[Natural-language object grounding data]
•••

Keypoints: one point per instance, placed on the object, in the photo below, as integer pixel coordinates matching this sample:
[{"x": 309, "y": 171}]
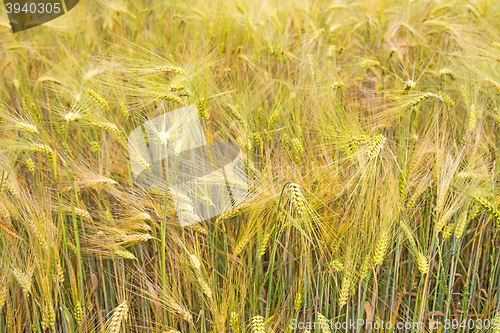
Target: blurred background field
[{"x": 370, "y": 134}]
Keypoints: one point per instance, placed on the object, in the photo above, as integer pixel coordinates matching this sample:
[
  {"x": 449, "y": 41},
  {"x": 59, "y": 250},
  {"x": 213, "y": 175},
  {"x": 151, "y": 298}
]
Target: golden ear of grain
[
  {"x": 344, "y": 290},
  {"x": 298, "y": 200},
  {"x": 119, "y": 316},
  {"x": 337, "y": 266},
  {"x": 460, "y": 226},
  {"x": 258, "y": 324},
  {"x": 422, "y": 263},
  {"x": 381, "y": 248},
  {"x": 234, "y": 322},
  {"x": 325, "y": 327}
]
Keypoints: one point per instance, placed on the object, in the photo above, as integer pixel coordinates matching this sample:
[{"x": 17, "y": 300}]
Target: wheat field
[{"x": 369, "y": 132}]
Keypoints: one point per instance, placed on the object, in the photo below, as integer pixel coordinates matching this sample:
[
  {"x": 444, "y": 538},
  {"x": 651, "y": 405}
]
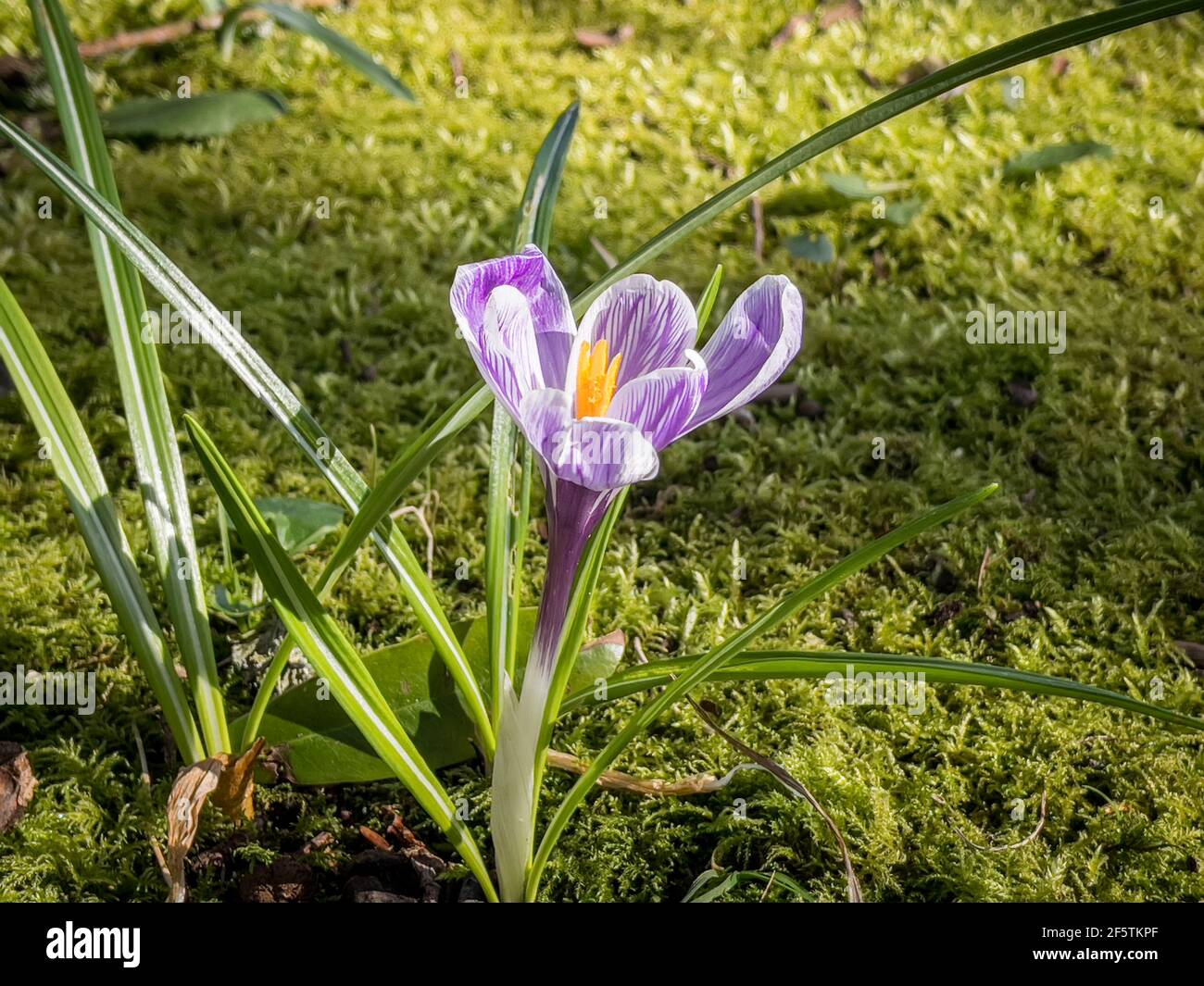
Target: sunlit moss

•••

● Exercise objective: Return every entry exactly, dropping the pictures.

● Output of the task:
Keypoints: one point per instance, placed on the object, in the photo below, as integer pixel coordinates matching this sample:
[{"x": 309, "y": 171}]
Target: blurred background field
[{"x": 370, "y": 134}]
Keypoints: one point per instance, placed on the object, in the photo above, as integer pixel coordinates matching this sample:
[
  {"x": 449, "y": 41},
  {"x": 59, "y": 250},
  {"x": 213, "y": 175},
  {"x": 151, "y": 298}
]
Target: golden ear of grain
[
  {"x": 344, "y": 290},
  {"x": 298, "y": 200},
  {"x": 119, "y": 316},
  {"x": 337, "y": 266},
  {"x": 460, "y": 226},
  {"x": 258, "y": 324},
  {"x": 422, "y": 263},
  {"x": 381, "y": 248},
  {"x": 234, "y": 322},
  {"x": 325, "y": 327}
]
Keypoints: one point per instance, placed on the object, in the photo above, as integer pixel coordinates matching this sample:
[{"x": 17, "y": 300}]
Target: wheat field
[{"x": 369, "y": 132}]
Keypoints: one point per instance, placed on the object, in the photo below, as integer pixel coordinates matching this sample:
[
  {"x": 444, "y": 538},
  {"x": 651, "y": 405}
]
Target: sunlit moss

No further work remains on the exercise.